Records

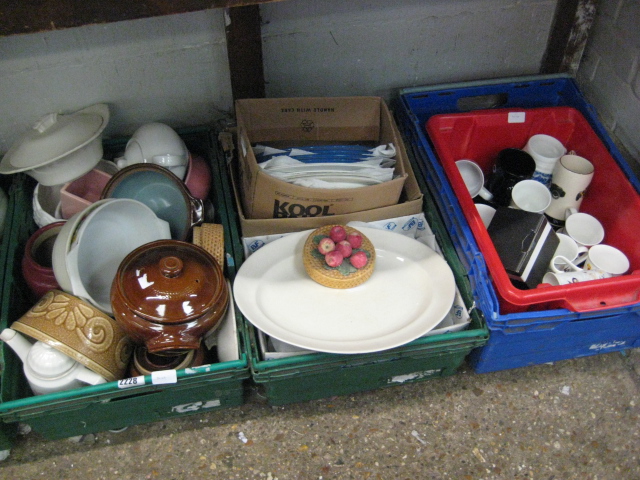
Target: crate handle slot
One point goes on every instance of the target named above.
(482, 102)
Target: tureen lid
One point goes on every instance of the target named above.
(54, 136)
(170, 281)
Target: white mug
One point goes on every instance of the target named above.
(531, 196)
(486, 213)
(606, 260)
(473, 178)
(569, 181)
(567, 278)
(546, 151)
(569, 249)
(585, 229)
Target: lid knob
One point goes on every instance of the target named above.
(171, 266)
(46, 122)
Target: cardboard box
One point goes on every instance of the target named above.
(309, 121)
(411, 203)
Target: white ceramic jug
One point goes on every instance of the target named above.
(48, 370)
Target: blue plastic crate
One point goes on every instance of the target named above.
(574, 334)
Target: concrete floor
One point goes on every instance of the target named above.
(577, 419)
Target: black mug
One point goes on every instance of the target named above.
(512, 166)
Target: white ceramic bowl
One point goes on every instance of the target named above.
(59, 148)
(46, 204)
(90, 247)
(157, 143)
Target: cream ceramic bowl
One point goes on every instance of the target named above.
(59, 148)
(93, 242)
(159, 144)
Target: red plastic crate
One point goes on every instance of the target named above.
(611, 198)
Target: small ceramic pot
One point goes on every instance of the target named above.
(79, 330)
(168, 294)
(37, 266)
(144, 363)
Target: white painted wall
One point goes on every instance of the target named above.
(609, 75)
(333, 47)
(172, 69)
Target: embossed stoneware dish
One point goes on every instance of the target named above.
(79, 330)
(168, 294)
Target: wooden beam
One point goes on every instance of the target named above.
(568, 37)
(30, 16)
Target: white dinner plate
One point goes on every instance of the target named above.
(411, 290)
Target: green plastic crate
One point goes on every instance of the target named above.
(320, 375)
(107, 406)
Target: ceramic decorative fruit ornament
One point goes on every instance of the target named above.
(338, 256)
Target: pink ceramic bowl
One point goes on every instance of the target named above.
(77, 195)
(37, 268)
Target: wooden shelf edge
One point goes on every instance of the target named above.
(31, 16)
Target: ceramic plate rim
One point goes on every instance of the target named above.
(245, 289)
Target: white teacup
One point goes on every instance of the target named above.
(567, 278)
(473, 178)
(607, 260)
(601, 261)
(571, 176)
(569, 249)
(531, 196)
(546, 151)
(585, 229)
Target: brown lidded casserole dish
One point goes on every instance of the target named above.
(168, 294)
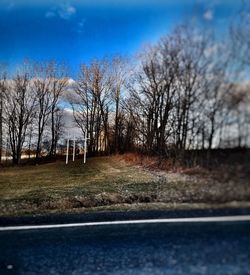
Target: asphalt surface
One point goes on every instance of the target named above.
(177, 248)
(116, 215)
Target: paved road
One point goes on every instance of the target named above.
(177, 248)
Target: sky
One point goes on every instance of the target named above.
(80, 30)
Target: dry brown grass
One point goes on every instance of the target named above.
(118, 181)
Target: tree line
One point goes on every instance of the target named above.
(187, 92)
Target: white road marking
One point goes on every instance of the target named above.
(217, 219)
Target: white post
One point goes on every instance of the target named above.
(67, 153)
(74, 148)
(85, 146)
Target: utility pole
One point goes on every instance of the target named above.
(67, 153)
(74, 148)
(85, 146)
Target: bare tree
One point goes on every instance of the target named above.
(19, 107)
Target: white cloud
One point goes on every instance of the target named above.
(50, 14)
(80, 25)
(208, 15)
(64, 12)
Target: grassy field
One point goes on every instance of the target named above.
(108, 183)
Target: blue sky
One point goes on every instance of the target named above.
(78, 31)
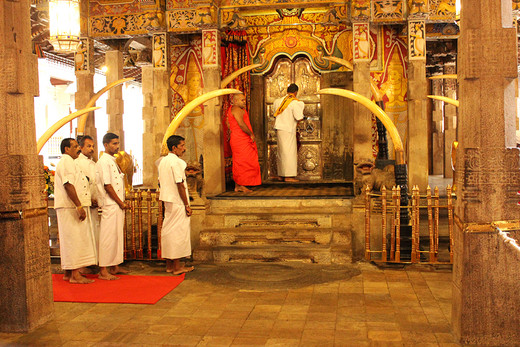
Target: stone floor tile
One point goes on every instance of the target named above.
(384, 335)
(282, 342)
(217, 341)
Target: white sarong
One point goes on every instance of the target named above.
(175, 233)
(77, 245)
(111, 238)
(287, 157)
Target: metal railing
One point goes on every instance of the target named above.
(388, 205)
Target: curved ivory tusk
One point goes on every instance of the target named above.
(378, 112)
(445, 99)
(340, 61)
(56, 126)
(83, 120)
(186, 110)
(439, 77)
(237, 73)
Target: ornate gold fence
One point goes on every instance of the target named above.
(143, 222)
(424, 248)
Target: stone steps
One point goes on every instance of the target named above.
(276, 230)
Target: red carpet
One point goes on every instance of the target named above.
(127, 290)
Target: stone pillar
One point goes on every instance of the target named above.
(156, 107)
(361, 84)
(486, 300)
(213, 151)
(115, 104)
(417, 106)
(84, 62)
(26, 299)
(450, 118)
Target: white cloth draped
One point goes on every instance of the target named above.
(111, 238)
(287, 155)
(175, 233)
(77, 245)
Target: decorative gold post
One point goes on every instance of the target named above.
(398, 225)
(414, 224)
(367, 223)
(395, 215)
(430, 223)
(140, 223)
(149, 216)
(450, 220)
(383, 223)
(436, 225)
(159, 225)
(133, 206)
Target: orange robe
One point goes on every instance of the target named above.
(246, 170)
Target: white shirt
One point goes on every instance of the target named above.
(67, 171)
(107, 172)
(172, 171)
(88, 166)
(288, 119)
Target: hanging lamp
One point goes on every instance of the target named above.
(64, 25)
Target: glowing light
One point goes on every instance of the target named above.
(64, 25)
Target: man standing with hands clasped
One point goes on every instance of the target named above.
(111, 199)
(175, 234)
(72, 201)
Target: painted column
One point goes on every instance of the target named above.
(115, 105)
(450, 117)
(361, 84)
(213, 150)
(84, 65)
(485, 296)
(156, 106)
(26, 299)
(417, 105)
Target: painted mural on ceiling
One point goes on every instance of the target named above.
(186, 84)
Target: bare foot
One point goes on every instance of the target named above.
(81, 280)
(171, 269)
(239, 188)
(108, 277)
(118, 270)
(66, 276)
(183, 270)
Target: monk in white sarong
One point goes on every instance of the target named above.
(111, 199)
(71, 202)
(289, 111)
(175, 232)
(87, 165)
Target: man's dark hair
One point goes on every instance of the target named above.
(66, 143)
(109, 137)
(173, 141)
(293, 88)
(81, 139)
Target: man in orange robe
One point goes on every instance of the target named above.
(246, 170)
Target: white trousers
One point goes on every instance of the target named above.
(175, 233)
(111, 238)
(77, 245)
(287, 158)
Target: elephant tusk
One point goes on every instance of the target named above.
(56, 126)
(438, 77)
(83, 120)
(186, 110)
(237, 73)
(445, 99)
(340, 61)
(378, 112)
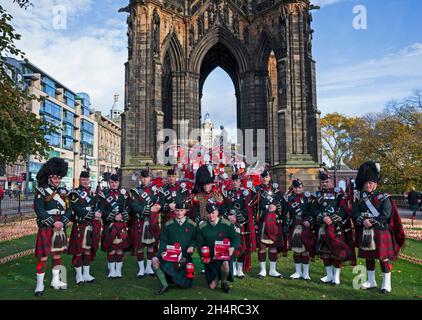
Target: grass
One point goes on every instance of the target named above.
(17, 279)
(413, 248)
(14, 246)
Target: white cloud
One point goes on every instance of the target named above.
(367, 86)
(323, 3)
(85, 58)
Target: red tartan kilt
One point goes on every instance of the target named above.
(278, 243)
(135, 235)
(77, 235)
(242, 245)
(384, 246)
(338, 245)
(167, 216)
(43, 243)
(308, 239)
(109, 234)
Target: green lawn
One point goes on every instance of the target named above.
(17, 280)
(14, 246)
(413, 248)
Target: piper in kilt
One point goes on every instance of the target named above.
(214, 229)
(380, 232)
(145, 229)
(331, 213)
(53, 213)
(86, 230)
(267, 201)
(205, 191)
(115, 238)
(236, 201)
(169, 193)
(179, 230)
(300, 222)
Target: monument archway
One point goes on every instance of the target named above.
(265, 48)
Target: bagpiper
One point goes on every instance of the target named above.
(331, 212)
(86, 229)
(178, 234)
(237, 199)
(300, 223)
(217, 229)
(205, 191)
(115, 238)
(145, 229)
(267, 202)
(172, 190)
(51, 206)
(380, 232)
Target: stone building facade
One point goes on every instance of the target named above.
(266, 49)
(109, 137)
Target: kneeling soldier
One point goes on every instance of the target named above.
(179, 232)
(217, 229)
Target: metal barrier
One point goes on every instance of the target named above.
(16, 205)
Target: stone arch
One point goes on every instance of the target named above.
(173, 48)
(266, 44)
(225, 37)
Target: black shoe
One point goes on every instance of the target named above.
(162, 290)
(39, 293)
(225, 287)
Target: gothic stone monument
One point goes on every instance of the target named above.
(265, 46)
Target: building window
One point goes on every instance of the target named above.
(68, 143)
(68, 117)
(69, 99)
(49, 87)
(53, 139)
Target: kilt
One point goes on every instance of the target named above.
(111, 232)
(43, 244)
(177, 276)
(213, 270)
(242, 245)
(77, 238)
(384, 246)
(136, 233)
(278, 243)
(166, 216)
(308, 239)
(337, 245)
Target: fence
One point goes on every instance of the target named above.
(16, 205)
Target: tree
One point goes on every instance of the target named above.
(393, 138)
(21, 132)
(336, 137)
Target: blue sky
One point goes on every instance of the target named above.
(358, 71)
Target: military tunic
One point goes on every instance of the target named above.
(384, 249)
(270, 224)
(207, 235)
(145, 229)
(298, 207)
(236, 203)
(86, 230)
(51, 204)
(333, 240)
(171, 194)
(185, 235)
(115, 235)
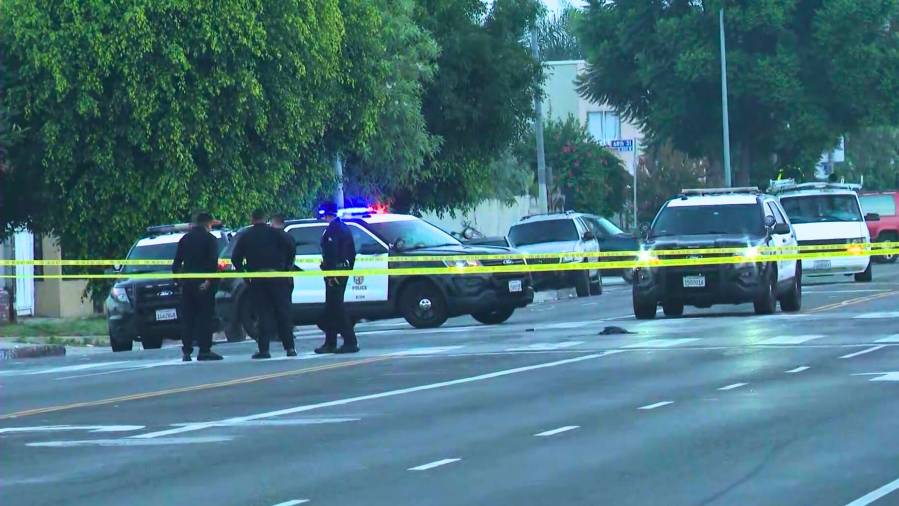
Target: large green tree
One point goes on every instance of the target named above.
(140, 110)
(800, 72)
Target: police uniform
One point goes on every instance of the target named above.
(267, 249)
(197, 253)
(338, 253)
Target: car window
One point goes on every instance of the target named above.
(537, 232)
(308, 239)
(708, 220)
(884, 205)
(821, 208)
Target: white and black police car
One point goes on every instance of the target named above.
(146, 310)
(742, 218)
(425, 301)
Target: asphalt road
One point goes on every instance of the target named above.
(720, 407)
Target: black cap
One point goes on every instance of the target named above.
(328, 209)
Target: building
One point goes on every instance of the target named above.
(602, 121)
(54, 298)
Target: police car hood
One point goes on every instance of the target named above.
(702, 241)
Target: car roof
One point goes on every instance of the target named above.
(715, 200)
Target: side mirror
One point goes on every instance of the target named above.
(371, 249)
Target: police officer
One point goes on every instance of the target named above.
(197, 253)
(338, 253)
(266, 249)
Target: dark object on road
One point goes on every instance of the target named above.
(610, 331)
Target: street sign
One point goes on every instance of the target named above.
(622, 144)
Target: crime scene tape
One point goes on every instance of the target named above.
(881, 248)
(651, 261)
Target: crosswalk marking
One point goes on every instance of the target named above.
(662, 343)
(790, 339)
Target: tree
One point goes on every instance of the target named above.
(555, 35)
(479, 103)
(792, 68)
(141, 111)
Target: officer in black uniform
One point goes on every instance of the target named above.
(267, 250)
(197, 253)
(338, 253)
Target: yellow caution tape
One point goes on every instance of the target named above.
(882, 248)
(652, 263)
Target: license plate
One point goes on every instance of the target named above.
(166, 314)
(694, 281)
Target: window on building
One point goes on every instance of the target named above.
(604, 126)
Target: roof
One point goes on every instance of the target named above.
(714, 200)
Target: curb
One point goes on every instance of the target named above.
(35, 351)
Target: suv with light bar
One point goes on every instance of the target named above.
(424, 300)
(741, 219)
(146, 310)
(828, 214)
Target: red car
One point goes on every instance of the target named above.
(887, 228)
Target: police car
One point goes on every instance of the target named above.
(827, 214)
(146, 310)
(741, 218)
(425, 301)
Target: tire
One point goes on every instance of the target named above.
(673, 309)
(494, 317)
(423, 305)
(116, 346)
(767, 303)
(867, 276)
(151, 343)
(792, 301)
(644, 309)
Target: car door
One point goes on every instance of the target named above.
(370, 254)
(308, 289)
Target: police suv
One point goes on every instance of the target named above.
(146, 310)
(741, 218)
(827, 214)
(425, 301)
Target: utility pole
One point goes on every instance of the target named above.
(727, 175)
(543, 178)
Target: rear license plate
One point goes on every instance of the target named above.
(166, 315)
(694, 281)
(821, 264)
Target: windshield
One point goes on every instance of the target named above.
(821, 208)
(543, 231)
(414, 233)
(703, 220)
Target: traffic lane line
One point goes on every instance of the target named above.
(192, 388)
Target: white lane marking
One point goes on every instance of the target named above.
(425, 351)
(557, 431)
(881, 376)
(869, 350)
(876, 494)
(432, 465)
(662, 343)
(870, 316)
(790, 339)
(91, 428)
(657, 405)
(547, 346)
(133, 442)
(391, 393)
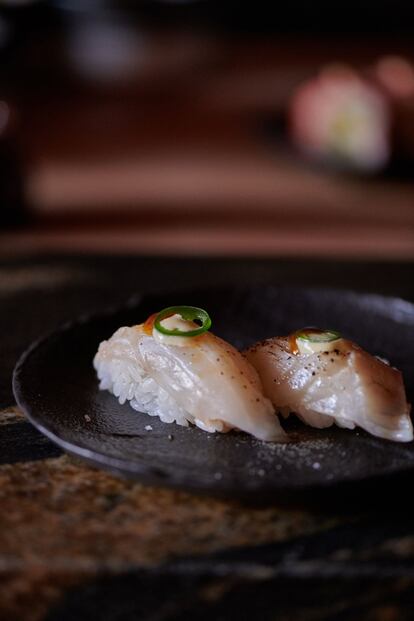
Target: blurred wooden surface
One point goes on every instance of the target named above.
(184, 159)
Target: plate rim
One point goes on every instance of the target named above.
(150, 475)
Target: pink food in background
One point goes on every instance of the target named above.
(341, 118)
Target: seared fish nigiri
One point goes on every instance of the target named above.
(325, 379)
(172, 368)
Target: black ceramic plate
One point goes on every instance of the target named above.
(56, 386)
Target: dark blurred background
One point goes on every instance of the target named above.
(208, 127)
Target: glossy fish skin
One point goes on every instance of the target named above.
(346, 386)
(204, 381)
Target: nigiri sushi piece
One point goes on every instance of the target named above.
(325, 379)
(173, 368)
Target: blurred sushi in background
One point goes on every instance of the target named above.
(342, 119)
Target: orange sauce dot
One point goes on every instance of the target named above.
(149, 324)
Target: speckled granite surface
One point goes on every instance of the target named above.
(79, 543)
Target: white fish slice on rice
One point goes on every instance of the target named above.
(346, 386)
(204, 381)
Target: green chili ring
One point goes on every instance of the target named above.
(322, 336)
(190, 313)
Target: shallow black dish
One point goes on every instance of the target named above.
(55, 385)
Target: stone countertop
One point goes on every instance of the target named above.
(76, 542)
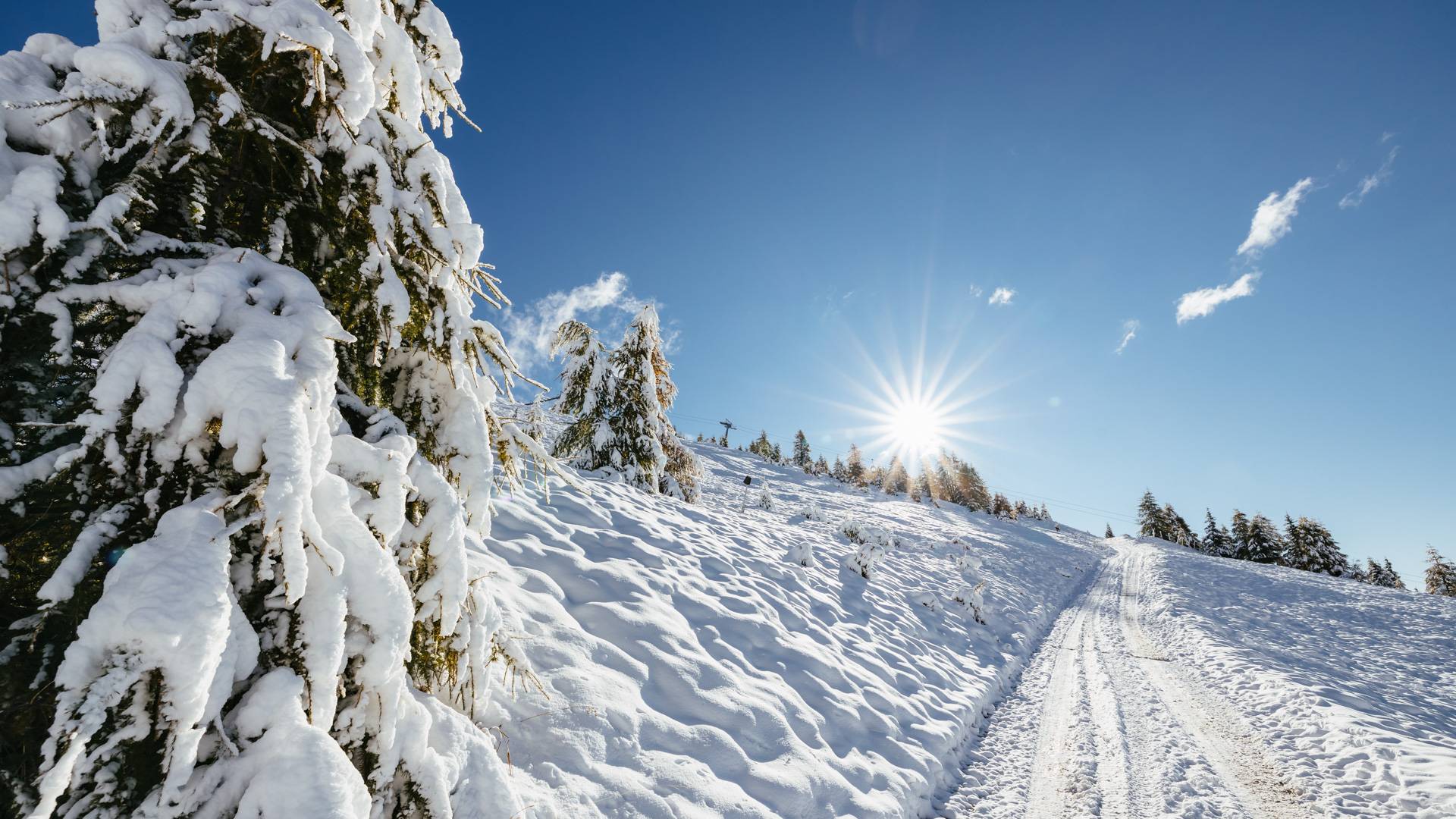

What is asked
Please rewrite every line of the records from the line with "Target: green chili ring" through the end of the records, both ends included, leaving the pictures out. Keep each text line as is, but multiply every point coordinate by 1.85 and round it to a whole number, with halves rounding up.

Task result
Target: green chili ring
One point goes on every instance of the target named above.
(596, 622)
(352, 579)
Target: shallow black dish
One point goes on every instance of the target named above.
(102, 712)
Target: stone countertop
One point goes on every instance of the target named above.
(141, 1003)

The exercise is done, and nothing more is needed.